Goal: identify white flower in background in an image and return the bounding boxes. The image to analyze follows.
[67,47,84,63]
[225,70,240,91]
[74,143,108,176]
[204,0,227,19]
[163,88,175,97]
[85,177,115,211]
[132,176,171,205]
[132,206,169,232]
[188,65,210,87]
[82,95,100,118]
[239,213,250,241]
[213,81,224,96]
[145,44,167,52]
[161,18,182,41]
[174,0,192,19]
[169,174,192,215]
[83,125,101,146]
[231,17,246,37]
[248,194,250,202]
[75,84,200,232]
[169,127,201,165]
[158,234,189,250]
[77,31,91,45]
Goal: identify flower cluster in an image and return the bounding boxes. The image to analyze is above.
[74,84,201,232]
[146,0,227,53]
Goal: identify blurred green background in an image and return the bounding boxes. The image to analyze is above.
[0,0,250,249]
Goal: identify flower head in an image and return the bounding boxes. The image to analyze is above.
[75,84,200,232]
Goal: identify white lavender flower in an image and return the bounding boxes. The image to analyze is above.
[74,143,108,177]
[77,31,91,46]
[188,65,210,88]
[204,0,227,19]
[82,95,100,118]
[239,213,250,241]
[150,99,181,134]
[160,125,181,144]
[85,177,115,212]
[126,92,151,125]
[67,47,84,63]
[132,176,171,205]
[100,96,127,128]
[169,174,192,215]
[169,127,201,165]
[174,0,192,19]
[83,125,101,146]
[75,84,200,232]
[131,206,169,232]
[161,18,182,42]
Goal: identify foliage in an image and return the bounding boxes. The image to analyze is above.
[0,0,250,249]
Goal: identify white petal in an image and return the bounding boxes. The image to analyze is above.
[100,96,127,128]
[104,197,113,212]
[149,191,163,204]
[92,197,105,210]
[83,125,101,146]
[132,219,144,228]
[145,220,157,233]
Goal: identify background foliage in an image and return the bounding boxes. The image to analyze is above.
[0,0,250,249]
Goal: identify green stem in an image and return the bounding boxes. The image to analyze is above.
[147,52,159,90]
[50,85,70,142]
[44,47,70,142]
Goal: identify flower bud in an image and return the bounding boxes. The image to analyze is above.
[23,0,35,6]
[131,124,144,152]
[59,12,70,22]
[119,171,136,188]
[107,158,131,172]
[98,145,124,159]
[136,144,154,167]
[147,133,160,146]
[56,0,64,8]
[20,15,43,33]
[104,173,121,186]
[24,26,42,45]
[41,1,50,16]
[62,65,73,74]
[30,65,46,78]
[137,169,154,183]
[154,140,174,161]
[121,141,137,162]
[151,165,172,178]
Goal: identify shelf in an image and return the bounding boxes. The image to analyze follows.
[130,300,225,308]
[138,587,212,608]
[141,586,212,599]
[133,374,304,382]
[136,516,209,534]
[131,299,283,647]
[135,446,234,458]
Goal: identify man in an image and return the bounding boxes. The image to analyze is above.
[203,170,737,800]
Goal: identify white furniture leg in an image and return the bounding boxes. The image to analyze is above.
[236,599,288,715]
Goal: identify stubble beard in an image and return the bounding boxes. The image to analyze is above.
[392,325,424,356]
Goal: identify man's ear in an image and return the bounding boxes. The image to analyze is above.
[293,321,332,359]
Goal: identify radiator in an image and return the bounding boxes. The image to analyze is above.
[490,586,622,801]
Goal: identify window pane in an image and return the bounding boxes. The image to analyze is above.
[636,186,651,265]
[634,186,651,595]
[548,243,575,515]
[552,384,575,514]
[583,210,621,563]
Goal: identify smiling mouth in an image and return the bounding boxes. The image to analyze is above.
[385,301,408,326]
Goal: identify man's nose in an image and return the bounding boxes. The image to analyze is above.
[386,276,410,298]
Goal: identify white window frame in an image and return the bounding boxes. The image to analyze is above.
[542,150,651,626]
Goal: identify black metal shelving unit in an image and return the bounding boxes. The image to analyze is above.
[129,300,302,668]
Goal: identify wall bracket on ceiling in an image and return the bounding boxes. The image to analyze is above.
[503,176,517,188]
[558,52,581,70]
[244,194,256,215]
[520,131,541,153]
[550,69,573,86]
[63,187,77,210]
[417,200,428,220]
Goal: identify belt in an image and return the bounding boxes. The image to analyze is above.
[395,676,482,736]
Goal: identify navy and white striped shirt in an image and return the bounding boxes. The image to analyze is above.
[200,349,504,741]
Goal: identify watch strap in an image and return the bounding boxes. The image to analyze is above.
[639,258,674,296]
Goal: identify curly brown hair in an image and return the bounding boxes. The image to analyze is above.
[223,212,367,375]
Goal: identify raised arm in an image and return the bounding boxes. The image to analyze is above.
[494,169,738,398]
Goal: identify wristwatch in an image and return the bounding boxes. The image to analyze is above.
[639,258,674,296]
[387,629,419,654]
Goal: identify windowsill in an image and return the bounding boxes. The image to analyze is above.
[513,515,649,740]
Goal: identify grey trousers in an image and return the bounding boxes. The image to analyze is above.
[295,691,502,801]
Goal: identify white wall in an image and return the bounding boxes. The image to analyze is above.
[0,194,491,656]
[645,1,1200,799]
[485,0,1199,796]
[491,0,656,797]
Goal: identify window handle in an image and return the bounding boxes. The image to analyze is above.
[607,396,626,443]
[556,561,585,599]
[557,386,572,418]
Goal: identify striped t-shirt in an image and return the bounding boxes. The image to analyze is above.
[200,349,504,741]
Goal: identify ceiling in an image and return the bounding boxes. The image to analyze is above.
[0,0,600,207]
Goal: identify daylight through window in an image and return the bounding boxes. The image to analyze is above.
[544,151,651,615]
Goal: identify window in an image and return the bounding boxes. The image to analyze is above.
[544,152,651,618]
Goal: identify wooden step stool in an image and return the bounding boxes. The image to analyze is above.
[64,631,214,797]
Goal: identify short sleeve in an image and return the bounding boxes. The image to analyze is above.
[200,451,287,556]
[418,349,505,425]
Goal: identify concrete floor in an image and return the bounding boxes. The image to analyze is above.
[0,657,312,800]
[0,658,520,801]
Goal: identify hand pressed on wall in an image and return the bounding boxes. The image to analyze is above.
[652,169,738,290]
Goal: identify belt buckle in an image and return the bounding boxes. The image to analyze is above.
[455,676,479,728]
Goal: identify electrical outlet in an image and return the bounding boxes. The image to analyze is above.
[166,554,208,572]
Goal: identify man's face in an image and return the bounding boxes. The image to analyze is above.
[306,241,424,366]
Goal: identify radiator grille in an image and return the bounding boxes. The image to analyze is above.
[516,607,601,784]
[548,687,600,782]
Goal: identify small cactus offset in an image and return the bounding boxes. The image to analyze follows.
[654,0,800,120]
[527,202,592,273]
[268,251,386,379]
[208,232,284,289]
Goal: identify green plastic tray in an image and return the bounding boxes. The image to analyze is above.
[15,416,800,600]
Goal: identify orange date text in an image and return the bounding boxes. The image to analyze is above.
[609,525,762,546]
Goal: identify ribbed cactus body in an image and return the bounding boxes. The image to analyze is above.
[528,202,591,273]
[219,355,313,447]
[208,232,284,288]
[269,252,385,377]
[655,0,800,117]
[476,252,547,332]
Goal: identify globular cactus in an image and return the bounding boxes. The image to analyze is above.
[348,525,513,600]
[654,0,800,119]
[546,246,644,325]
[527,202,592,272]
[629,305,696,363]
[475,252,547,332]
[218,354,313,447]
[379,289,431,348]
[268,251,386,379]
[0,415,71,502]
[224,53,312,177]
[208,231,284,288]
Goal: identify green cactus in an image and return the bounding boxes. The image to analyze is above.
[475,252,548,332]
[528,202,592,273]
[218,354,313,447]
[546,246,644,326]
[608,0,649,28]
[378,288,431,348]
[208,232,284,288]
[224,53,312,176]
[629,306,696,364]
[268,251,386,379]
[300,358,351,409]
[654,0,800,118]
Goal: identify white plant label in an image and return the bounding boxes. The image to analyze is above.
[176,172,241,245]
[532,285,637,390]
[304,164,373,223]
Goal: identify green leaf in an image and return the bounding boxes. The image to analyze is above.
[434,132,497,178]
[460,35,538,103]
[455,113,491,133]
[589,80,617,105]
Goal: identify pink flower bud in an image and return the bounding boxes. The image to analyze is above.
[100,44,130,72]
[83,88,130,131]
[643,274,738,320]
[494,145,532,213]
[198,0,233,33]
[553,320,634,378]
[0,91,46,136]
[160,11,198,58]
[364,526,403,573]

● DIRECTIONS FOR THIS TASK
Starting from the line containing "Goal: identify green leaf" and ending with the final line of the data, reproduce each line exactly as it appears, including no other lines.

● REPLY TO THE TASK
Goal: identify green leaf in an image and return the bounding boxes. The image to analyze is above.
[434,132,497,178]
[460,35,538,103]
[455,113,491,133]
[589,80,617,105]
Goal: identify pink flower bud in an image and return the bounding boxes. The image to analyze is above.
[100,44,130,72]
[83,88,130,131]
[643,274,738,320]
[494,145,532,213]
[198,0,233,33]
[553,320,634,378]
[0,91,46,136]
[160,11,198,58]
[364,526,403,573]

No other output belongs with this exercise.